Source records
start
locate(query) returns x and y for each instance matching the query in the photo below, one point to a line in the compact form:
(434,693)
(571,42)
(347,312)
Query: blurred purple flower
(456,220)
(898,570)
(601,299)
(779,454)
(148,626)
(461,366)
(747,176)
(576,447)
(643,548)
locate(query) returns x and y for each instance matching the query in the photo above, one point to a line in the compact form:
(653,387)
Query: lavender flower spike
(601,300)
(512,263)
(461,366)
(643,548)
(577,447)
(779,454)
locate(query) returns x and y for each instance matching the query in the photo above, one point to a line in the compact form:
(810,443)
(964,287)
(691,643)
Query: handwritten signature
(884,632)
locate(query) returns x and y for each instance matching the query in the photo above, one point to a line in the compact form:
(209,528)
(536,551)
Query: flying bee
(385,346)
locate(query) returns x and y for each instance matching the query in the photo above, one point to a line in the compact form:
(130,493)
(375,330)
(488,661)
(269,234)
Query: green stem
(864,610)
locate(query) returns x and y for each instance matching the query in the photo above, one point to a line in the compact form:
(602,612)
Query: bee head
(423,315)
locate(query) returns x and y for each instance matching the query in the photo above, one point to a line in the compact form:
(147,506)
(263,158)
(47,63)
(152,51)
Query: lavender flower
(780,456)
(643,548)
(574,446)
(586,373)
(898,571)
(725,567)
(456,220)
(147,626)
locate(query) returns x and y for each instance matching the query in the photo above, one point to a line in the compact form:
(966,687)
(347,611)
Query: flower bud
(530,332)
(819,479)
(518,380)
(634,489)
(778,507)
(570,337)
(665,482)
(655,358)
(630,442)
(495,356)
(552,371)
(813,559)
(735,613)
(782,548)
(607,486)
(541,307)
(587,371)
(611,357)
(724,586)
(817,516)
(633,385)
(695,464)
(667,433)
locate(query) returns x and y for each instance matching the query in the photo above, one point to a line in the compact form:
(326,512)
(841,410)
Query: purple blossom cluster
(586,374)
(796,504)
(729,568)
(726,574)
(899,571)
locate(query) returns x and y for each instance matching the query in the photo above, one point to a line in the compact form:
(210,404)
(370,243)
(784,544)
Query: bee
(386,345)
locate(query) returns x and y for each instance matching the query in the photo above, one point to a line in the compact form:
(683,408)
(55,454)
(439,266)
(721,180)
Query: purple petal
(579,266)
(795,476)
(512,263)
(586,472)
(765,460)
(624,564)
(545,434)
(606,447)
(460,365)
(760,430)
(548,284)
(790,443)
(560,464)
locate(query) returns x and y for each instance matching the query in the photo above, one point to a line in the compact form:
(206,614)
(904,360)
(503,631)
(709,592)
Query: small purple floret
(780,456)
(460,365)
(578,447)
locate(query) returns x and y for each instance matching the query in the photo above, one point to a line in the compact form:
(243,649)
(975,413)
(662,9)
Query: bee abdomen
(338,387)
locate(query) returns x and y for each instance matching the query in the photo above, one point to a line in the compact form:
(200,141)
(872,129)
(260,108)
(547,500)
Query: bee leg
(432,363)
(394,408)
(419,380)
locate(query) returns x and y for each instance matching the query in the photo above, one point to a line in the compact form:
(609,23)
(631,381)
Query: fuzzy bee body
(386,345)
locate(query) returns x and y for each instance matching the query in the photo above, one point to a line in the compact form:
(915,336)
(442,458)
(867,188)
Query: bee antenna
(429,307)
end
Repeat every line of the material exactly as given.

locate(query) returns x and y for each instance matching the query in the photo below, one point to a line in the compact form:
(434,693)
(571,42)
(347,312)
Query: blurred purple flower
(456,220)
(898,570)
(601,299)
(779,454)
(148,626)
(461,366)
(747,176)
(576,447)
(643,548)
locate(query) returns x and y for each instance matching the query in the photo above, one point to a line in the compact form:
(653,387)
Query: lavender flower spike
(601,300)
(512,263)
(461,366)
(643,548)
(577,447)
(779,454)
locate(query) returns x and y for each instance matching the query in the photo above, one point to a line in the compact form:
(810,443)
(964,287)
(691,643)
Query: handwritten signature
(884,632)
locate(query) returns x and y for each instance matching the query in the photo above, one point to a line in the compact form:
(209,528)
(536,551)
Query: flying bee
(385,346)
locate(query) returns x and y for each instance matching the query in the photo above, one point to a line in the compact form:
(130,493)
(375,330)
(488,661)
(269,234)
Query: green stem
(864,610)
locate(query) returns x and y for each instance matching the query in the photo above, one point to a line in the compact form:
(602,612)
Query: bee head
(423,315)
locate(query) returns x and y for each instance matching the query in the photo above, one point to a line in the compact form:
(147,506)
(263,158)
(47,63)
(152,51)
Query: lavender flower
(780,456)
(643,548)
(574,446)
(586,373)
(898,571)
(725,567)
(456,220)
(147,626)
locate(query) returns x and y for each instance matching the query in the photo above, one point to a line in the compact form:
(966,687)
(347,611)
Query: flower bud
(530,332)
(819,479)
(518,380)
(634,489)
(778,507)
(570,337)
(665,482)
(655,358)
(630,442)
(495,356)
(552,371)
(813,559)
(735,613)
(782,548)
(607,486)
(541,307)
(587,371)
(611,357)
(724,586)
(817,516)
(633,385)
(695,464)
(667,433)
locate(query) returns x and y for each instance matching the query in the photo above, one point to a line in the compact form:
(326,512)
(841,410)
Query: purple blossom cluster
(586,374)
(796,504)
(729,568)
(726,574)
(899,571)
locate(query) returns x and y for each instance matching the query in the photo above, one point to a line in the compact form:
(210,404)
(370,243)
(784,544)
Query: bee
(386,345)
locate(query) returns x and y for each instance matching the query in the photo above, one point to a line in the compact form:
(683,408)
(55,454)
(439,266)
(721,180)
Query: purple petal
(579,266)
(795,476)
(512,263)
(586,472)
(765,460)
(624,564)
(545,434)
(606,447)
(460,365)
(760,430)
(548,284)
(790,443)
(560,464)
locate(query) returns x and y for each instance matching the query in the photo above, one point to a line in the compact form:
(206,614)
(904,360)
(503,631)
(709,592)
Query: small purple floret
(780,456)
(460,365)
(578,447)
locate(query) returns x and y for each instance matching the query in the photo above, one point to a line in the compact form:
(243,649)
(975,413)
(662,9)
Query: bee abdomen
(338,387)
locate(query) returns x and y for each instance matching the query in the photo above, one point to a line in the compact form:
(200,141)
(872,129)
(260,108)
(547,500)
Query: bee leg
(432,363)
(394,408)
(419,380)
locate(query) returns x and y for each instance matching the query in the photo above, one point to a line in the compact form:
(609,23)
(631,381)
Query: fuzzy bee body
(386,345)
locate(query) returns x and y for each instance matching the query in the photo above, one point to a line in the compact form:
(915,336)
(442,458)
(867,188)
Query: bee antenna
(429,307)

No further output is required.